The data —

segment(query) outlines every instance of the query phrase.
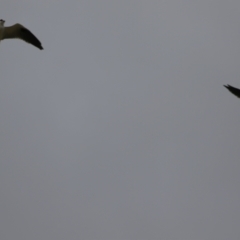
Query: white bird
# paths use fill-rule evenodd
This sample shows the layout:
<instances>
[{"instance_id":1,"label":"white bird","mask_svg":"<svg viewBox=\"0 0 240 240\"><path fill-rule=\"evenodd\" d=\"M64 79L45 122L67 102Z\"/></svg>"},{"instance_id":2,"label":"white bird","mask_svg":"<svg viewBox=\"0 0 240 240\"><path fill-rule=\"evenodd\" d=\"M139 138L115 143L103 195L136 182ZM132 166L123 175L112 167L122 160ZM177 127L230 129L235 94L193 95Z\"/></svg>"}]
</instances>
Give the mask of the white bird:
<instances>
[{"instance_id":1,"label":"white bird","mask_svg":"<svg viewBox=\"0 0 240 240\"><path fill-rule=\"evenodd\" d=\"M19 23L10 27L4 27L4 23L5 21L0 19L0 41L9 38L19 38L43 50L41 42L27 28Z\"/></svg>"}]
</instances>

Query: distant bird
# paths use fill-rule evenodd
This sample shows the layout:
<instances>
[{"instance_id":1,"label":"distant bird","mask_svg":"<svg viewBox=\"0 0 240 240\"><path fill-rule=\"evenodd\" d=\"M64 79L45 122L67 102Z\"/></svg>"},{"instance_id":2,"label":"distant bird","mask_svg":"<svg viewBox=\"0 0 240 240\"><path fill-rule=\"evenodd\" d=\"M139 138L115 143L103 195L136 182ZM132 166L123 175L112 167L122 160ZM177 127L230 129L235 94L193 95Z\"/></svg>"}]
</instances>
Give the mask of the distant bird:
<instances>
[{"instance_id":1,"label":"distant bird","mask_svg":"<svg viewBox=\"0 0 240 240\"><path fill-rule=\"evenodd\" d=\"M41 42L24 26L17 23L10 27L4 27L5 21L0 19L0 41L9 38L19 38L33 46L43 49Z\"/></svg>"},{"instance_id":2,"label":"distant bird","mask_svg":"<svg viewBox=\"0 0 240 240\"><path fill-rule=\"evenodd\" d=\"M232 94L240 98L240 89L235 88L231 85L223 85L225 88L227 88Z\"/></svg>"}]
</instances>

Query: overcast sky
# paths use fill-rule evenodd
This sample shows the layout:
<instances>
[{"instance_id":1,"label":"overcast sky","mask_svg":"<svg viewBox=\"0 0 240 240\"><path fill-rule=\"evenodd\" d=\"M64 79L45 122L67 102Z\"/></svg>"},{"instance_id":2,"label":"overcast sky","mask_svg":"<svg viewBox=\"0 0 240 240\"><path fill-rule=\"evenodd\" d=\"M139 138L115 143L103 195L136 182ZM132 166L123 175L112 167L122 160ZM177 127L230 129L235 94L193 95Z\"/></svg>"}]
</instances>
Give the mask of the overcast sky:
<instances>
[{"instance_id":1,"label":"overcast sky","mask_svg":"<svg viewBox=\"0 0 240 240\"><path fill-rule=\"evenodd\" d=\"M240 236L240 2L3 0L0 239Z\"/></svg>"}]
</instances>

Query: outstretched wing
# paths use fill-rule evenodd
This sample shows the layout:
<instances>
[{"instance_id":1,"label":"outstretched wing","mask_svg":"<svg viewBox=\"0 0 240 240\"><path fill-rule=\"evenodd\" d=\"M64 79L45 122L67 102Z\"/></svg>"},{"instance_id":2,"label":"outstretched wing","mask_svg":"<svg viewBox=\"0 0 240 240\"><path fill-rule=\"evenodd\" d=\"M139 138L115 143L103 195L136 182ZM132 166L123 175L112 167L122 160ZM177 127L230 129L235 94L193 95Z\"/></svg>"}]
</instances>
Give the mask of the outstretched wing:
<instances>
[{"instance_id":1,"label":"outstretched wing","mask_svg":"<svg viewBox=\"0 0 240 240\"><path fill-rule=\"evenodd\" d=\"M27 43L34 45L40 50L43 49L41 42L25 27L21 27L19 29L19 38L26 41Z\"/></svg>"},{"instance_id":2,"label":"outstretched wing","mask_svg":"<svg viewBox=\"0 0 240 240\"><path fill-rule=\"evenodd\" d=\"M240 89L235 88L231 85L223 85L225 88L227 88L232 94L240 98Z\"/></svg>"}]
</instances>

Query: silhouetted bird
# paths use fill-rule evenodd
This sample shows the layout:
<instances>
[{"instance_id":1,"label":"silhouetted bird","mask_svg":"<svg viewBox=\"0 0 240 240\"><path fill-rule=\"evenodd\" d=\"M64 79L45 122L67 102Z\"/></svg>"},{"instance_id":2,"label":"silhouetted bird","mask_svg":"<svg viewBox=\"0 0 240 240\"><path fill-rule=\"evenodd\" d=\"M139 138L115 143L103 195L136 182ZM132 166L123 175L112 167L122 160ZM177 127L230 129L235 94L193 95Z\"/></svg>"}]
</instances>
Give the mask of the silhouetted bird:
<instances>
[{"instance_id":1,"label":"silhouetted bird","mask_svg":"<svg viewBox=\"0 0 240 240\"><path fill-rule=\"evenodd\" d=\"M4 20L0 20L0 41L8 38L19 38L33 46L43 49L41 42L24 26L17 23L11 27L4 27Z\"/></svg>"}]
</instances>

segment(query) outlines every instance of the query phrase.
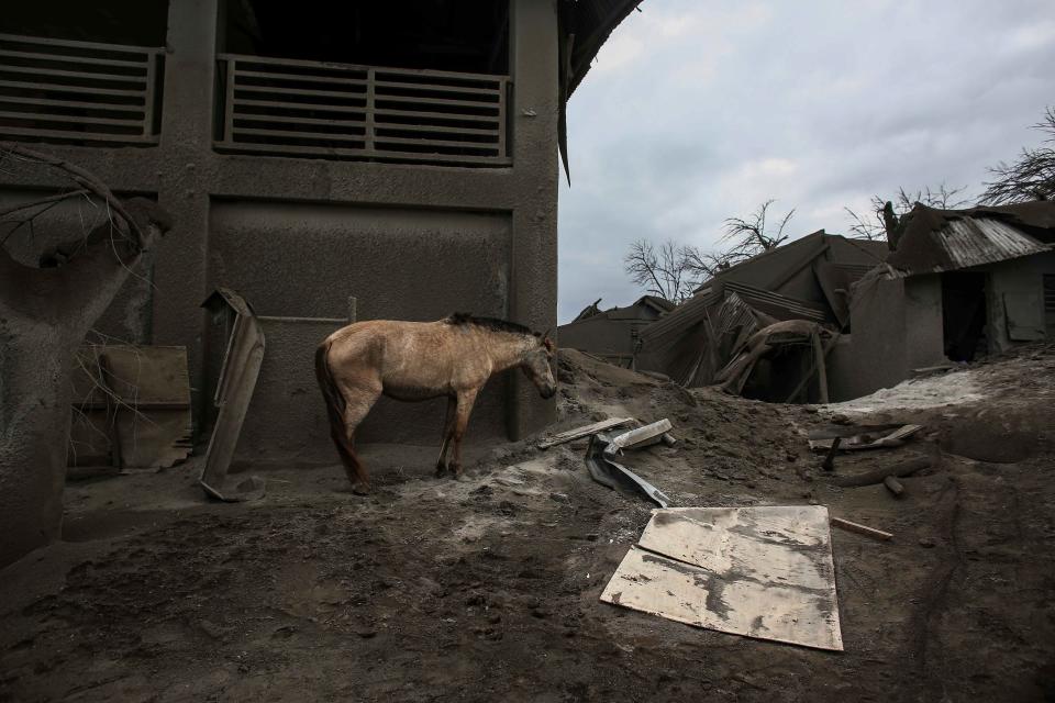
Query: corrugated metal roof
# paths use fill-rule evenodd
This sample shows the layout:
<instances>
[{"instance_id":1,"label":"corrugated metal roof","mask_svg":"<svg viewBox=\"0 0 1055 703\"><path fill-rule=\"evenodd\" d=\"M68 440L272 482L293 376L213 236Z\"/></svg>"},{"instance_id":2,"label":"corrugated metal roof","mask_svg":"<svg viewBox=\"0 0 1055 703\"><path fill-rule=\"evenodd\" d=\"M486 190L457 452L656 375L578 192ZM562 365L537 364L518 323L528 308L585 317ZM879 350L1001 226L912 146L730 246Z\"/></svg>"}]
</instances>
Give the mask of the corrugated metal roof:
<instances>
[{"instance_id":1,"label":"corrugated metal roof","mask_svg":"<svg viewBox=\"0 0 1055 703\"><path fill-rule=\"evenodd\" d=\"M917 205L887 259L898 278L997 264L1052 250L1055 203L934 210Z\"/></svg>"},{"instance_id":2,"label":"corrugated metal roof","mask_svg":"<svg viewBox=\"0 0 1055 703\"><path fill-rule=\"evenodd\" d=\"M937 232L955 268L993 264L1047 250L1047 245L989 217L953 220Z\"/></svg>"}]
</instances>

Task goal — Reproduce all of the material above word for word, leaving out the pictures.

Exercise solution —
segment(query) outlines every instance of the query phrase.
Query: white bird
# paths use fill-rule evenodd
This sample shows the layout:
<instances>
[{"instance_id":1,"label":"white bird","mask_svg":"<svg viewBox=\"0 0 240 240\"><path fill-rule=\"evenodd\" d=\"M64 79L45 122L67 102Z\"/></svg>"},{"instance_id":2,"label":"white bird","mask_svg":"<svg viewBox=\"0 0 240 240\"><path fill-rule=\"evenodd\" d=\"M139 138L115 143L103 195L136 182ZM132 166L123 175L112 167L122 160ZM177 127L230 129L235 94L193 95Z\"/></svg>"}]
</instances>
Give the mask of the white bird:
<instances>
[{"instance_id":1,"label":"white bird","mask_svg":"<svg viewBox=\"0 0 240 240\"><path fill-rule=\"evenodd\" d=\"M19 23L10 27L4 27L4 23L5 21L0 19L0 41L9 38L19 38L43 50L41 42L27 28Z\"/></svg>"}]
</instances>

Query: distant bird
# paths use fill-rule evenodd
This sample shows the layout:
<instances>
[{"instance_id":1,"label":"distant bird","mask_svg":"<svg viewBox=\"0 0 240 240\"><path fill-rule=\"evenodd\" d=\"M64 79L45 122L67 102Z\"/></svg>"},{"instance_id":2,"label":"distant bird","mask_svg":"<svg viewBox=\"0 0 240 240\"><path fill-rule=\"evenodd\" d=\"M139 138L115 143L103 195L136 182ZM132 166L123 175L112 167L122 160ZM177 127L230 129L235 94L193 95Z\"/></svg>"}]
</instances>
Give the mask of the distant bird:
<instances>
[{"instance_id":1,"label":"distant bird","mask_svg":"<svg viewBox=\"0 0 240 240\"><path fill-rule=\"evenodd\" d=\"M41 42L24 26L17 23L10 27L4 27L5 21L0 19L0 41L9 38L19 38L33 46L43 49Z\"/></svg>"},{"instance_id":2,"label":"distant bird","mask_svg":"<svg viewBox=\"0 0 240 240\"><path fill-rule=\"evenodd\" d=\"M232 94L240 98L240 89L235 88L231 85L223 85L225 88L227 88Z\"/></svg>"}]
</instances>

Query: overcast sky
# paths use fill-rule evenodd
This sample shows the layout:
<instances>
[{"instance_id":1,"label":"overcast sky","mask_svg":"<svg viewBox=\"0 0 240 240\"><path fill-rule=\"evenodd\" d=\"M64 79L45 122L67 102Z\"/></svg>"},{"instance_id":2,"label":"overcast sky","mask_svg":"<svg viewBox=\"0 0 240 240\"><path fill-rule=\"evenodd\" d=\"M139 138L115 143L103 195L136 182ZM132 166L123 175L112 167L122 160ZM177 127L230 129L235 94L193 95Z\"/></svg>"}]
</instances>
Give the mask of the overcast sky:
<instances>
[{"instance_id":1,"label":"overcast sky","mask_svg":"<svg viewBox=\"0 0 240 240\"><path fill-rule=\"evenodd\" d=\"M240 236L240 2L3 0L0 239Z\"/></svg>"}]
</instances>

Query: outstretched wing
# paths use fill-rule evenodd
This sample shows the layout:
<instances>
[{"instance_id":1,"label":"outstretched wing","mask_svg":"<svg viewBox=\"0 0 240 240\"><path fill-rule=\"evenodd\" d=\"M64 79L45 122L67 102Z\"/></svg>"},{"instance_id":2,"label":"outstretched wing","mask_svg":"<svg viewBox=\"0 0 240 240\"><path fill-rule=\"evenodd\" d=\"M139 138L115 143L103 195L136 182ZM132 166L123 175L112 167L122 160ZM177 127L230 129L235 94L193 95Z\"/></svg>"}]
</instances>
Give the mask of the outstretched wing:
<instances>
[{"instance_id":1,"label":"outstretched wing","mask_svg":"<svg viewBox=\"0 0 240 240\"><path fill-rule=\"evenodd\" d=\"M27 43L34 45L40 50L43 49L41 42L25 27L21 27L19 29L19 38L26 41Z\"/></svg>"},{"instance_id":2,"label":"outstretched wing","mask_svg":"<svg viewBox=\"0 0 240 240\"><path fill-rule=\"evenodd\" d=\"M240 89L235 88L231 85L223 85L225 88L227 88L232 94L240 98Z\"/></svg>"}]
</instances>

Query: silhouetted bird
# paths use fill-rule evenodd
This sample shows the layout:
<instances>
[{"instance_id":1,"label":"silhouetted bird","mask_svg":"<svg viewBox=\"0 0 240 240\"><path fill-rule=\"evenodd\" d=\"M64 79L45 122L67 102Z\"/></svg>"},{"instance_id":2,"label":"silhouetted bird","mask_svg":"<svg viewBox=\"0 0 240 240\"><path fill-rule=\"evenodd\" d=\"M139 138L115 143L103 195L136 182ZM132 166L123 175L112 167L122 160ZM177 127L230 129L235 94L193 95Z\"/></svg>"}]
</instances>
Give the mask of the silhouetted bird:
<instances>
[{"instance_id":1,"label":"silhouetted bird","mask_svg":"<svg viewBox=\"0 0 240 240\"><path fill-rule=\"evenodd\" d=\"M4 20L0 20L0 41L8 38L19 38L33 46L43 49L41 42L24 26L17 23L11 27L4 27Z\"/></svg>"}]
</instances>

segment(query) outlines every instance of the query phrase.
Query: corrugated metal roof
# paths use fill-rule evenodd
This sample shows the layout:
<instances>
[{"instance_id":1,"label":"corrugated metal roof","mask_svg":"<svg viewBox=\"0 0 1055 703\"><path fill-rule=\"evenodd\" d=\"M68 440L272 482L293 376L213 236Z\"/></svg>"},{"instance_id":2,"label":"corrugated metal roof","mask_svg":"<svg viewBox=\"0 0 1055 703\"><path fill-rule=\"evenodd\" d=\"M486 190L457 452L656 375L578 192ZM562 365L537 364L518 323L528 308L585 317ZM879 350L1001 226L912 146L730 246Z\"/></svg>"}]
</instances>
Give the mask of the corrugated metal roof:
<instances>
[{"instance_id":1,"label":"corrugated metal roof","mask_svg":"<svg viewBox=\"0 0 1055 703\"><path fill-rule=\"evenodd\" d=\"M917 205L887 259L898 278L997 264L1052 250L1055 203L934 210Z\"/></svg>"},{"instance_id":2,"label":"corrugated metal roof","mask_svg":"<svg viewBox=\"0 0 1055 703\"><path fill-rule=\"evenodd\" d=\"M937 232L955 268L993 264L1047 250L1047 245L989 217L953 220Z\"/></svg>"}]
</instances>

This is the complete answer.